▸ EXCERPTED TEXT
################

Algebra norms

We define algebra norms and multiplicative algebra norms.

Main Definitions

• AlgebraNorm : an algebra norm on an R-algebra S is a ring norm on S compatible with the action of R.
• MulAlgebraNorm : a multiplicative algebra norm on an R-algebra S is a multiplicative ring norm on S compatible with the action of R.

Tags

norm, algebra norm

structure AlgebraNorm (R : Type u_1) [SeminormedCommRing R] (S : Type u_2) [Ring S] [Algebra R S] extends RingNorm S, Seminorm R S : Type u_2

An algebra norm on an R-algebra S is a ring norm on S compatible with the action of R.

• toFun : S → ℝ
• map_zero' : self.toFun 0 = 0
• add_le' (r s : S) : self.toFun (r + s) ≤ self.toFun r + self.toFun s
• neg' (r : S) : self.toFun (-r) = self.toFun r
• mul_le' (x y : S) : self.toFun (x * y) ≤ self.toFun x * self.toFun y
• eq_zero_of_map_eq_zero' (x : S) : self.toFun x = 0 → x = 0
• smul' (a : R) (x : S) : self.toFun (a • x) = ‖a‖ * self.toFun x

@[implicit_reducible]

instance instInhabitedAlgebraNorm (K : Type u_1) [NormedField K] : Inhabited (AlgebraNorm K K)

class AlgebraNormClass (F : Type u_1) (R : outParam (Type u_2)) [SeminormedCommRing R] (S : outParam (Type u_3)) [Ring S] [Algebra R S] [FunLike F S ℝ] extends RingNormClass F S ℝ, SeminormClass F R S : Prop

AlgebraNormClass F R S states that F is a type of R-algebra norms on the ring S. You should extend this class when you extend AlgebraNorm.

################

▸ GIVEN MATERIAL
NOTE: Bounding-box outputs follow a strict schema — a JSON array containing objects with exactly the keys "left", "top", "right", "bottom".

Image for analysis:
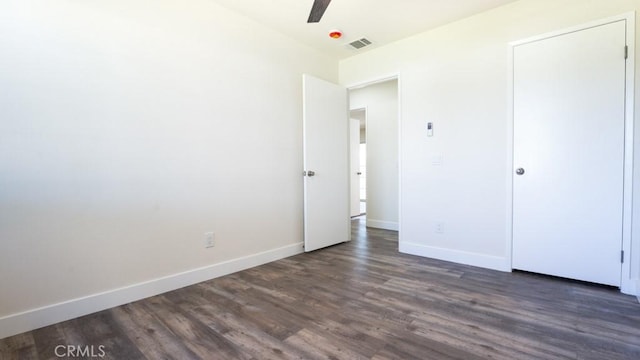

################

▸ TO BE DONE
1. From the algebra norms page, transcribe the passage starting at "We define algebra" and ending at "multiplicative ring norm on S compatible with the action of R.".
2. According to the algebra norms page, what is a multiplicative algebra norm on an R-algebra S?
The listing is not needed for any of this work.

▸ SOLUTION SET
1.
We define algebra norms and multiplicative algebra norms.

Main Definitions

• AlgebraNorm : an algebra norm on an R-algebra S is a ring norm on S compatible with the action of R.
• MulAlgebraNorm : a multiplicative algebra norm on an R-algebra S is a multiplicative ring norm on S compatible with the action of R.

2. It is a multiplicative ring norm on S compatible with the action of R.